Repeat every one of the lines below word for word.

** Start of Material shown **

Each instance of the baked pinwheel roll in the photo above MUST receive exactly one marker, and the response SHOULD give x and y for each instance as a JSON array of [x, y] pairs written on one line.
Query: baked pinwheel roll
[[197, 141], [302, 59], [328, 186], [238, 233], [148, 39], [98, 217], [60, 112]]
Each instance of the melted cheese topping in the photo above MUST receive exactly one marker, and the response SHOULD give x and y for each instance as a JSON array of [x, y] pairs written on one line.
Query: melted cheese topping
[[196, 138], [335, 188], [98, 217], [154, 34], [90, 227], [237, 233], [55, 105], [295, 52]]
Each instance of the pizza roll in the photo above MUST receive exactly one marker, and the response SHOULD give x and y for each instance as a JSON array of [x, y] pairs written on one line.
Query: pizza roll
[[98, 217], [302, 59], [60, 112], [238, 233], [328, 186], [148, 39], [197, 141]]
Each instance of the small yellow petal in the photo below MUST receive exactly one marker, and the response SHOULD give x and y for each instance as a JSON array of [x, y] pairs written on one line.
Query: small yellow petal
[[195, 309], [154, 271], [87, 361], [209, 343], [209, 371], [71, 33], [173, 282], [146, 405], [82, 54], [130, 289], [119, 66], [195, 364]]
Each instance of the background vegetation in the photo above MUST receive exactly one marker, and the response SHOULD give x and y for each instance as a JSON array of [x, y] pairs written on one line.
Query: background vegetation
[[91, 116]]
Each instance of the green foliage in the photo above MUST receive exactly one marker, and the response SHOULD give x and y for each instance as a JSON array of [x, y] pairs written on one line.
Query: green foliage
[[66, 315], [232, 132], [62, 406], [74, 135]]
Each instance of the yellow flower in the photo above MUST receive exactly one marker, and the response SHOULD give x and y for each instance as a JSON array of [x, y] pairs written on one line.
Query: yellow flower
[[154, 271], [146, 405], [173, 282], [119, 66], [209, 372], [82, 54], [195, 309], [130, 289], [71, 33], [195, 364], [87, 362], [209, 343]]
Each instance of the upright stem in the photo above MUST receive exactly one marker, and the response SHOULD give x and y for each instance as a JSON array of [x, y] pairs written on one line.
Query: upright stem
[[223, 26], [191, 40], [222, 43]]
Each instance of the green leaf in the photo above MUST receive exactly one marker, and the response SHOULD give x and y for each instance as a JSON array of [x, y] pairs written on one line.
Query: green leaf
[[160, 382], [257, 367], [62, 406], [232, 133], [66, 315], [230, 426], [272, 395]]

** End of Material shown **

- **Expected output**
Each instance of the baked pinwheel roll in the photo above MUST receive exactly one marker, and the response SHOULD give x and y for each instance as a JSON array of [x, y] pairs written on one line.
Query: baked pinwheel roll
[[197, 141], [302, 59], [328, 186], [238, 233], [148, 39], [98, 217], [60, 112]]
Each instance of the melted cheese topping in the photo above MUST receive exactly one marker, and the response SHOULD give x and y for each instance as a JSON array of [x, y] pairs written on one line.
Query: melted cheese topping
[[196, 138], [335, 188], [98, 217], [154, 34], [90, 227], [237, 233], [55, 105], [295, 52]]
Each instance of the pizza roll in the photo above MUST receive exactly one marker, and the response SHOULD give x and y for each instance as a JSON array of [x, y] pairs written on one line.
Query: pizza roll
[[98, 217], [302, 59], [60, 112], [238, 233], [328, 186], [148, 39], [197, 141]]
Each instance of the small yellow petal in the photo below MUST receive exactly one marker, and the response SHOULD give x and y for each instance as a JSON array of [x, y] pairs written on one line.
Query: small yellow petal
[[195, 309], [154, 271], [87, 361], [209, 343], [209, 371], [71, 33], [173, 282], [146, 405], [82, 54], [130, 289], [119, 66], [195, 364]]
Each instance of the background vegetation in the photo above MUST receive exactly one marker, and the response SHOULD give x and y for each instance as a JSON array of [x, y] pairs written on one line.
Query: background vegetation
[[91, 116]]
Each instance of the green foliage in the photo above MUST receive exactly one marker, and the response SHOULD give x and y for each instance as a JSON array of [x, y] pairs written on one line.
Query: green foliage
[[66, 315], [232, 132], [62, 406], [74, 135]]
Each instance of the yellow flower in the photo above MUST receive exactly one marker, and the response SHOULD give x and y for each instance as a JSON array of [x, y] pairs written on one line.
Query: yellow flower
[[154, 271], [146, 405], [173, 282], [119, 66], [209, 372], [82, 54], [195, 309], [130, 289], [71, 33], [195, 364], [87, 362], [209, 343]]
Each instance of the upright stem in the photo above MUST receive exactly one marker, and the response SHOULD give x and y for each instance as a JSON array of [x, y] pairs written on one line.
Query: upright stem
[[223, 26], [191, 40], [222, 43]]
Each instance of the green leaf in the photo above MUST receive exactly one marker, and the response SHOULD give x and y for each instance as a JSON array of [x, y] pairs written on one line.
Query: green leaf
[[160, 382], [257, 367], [62, 406], [232, 133], [66, 315], [230, 426], [272, 395]]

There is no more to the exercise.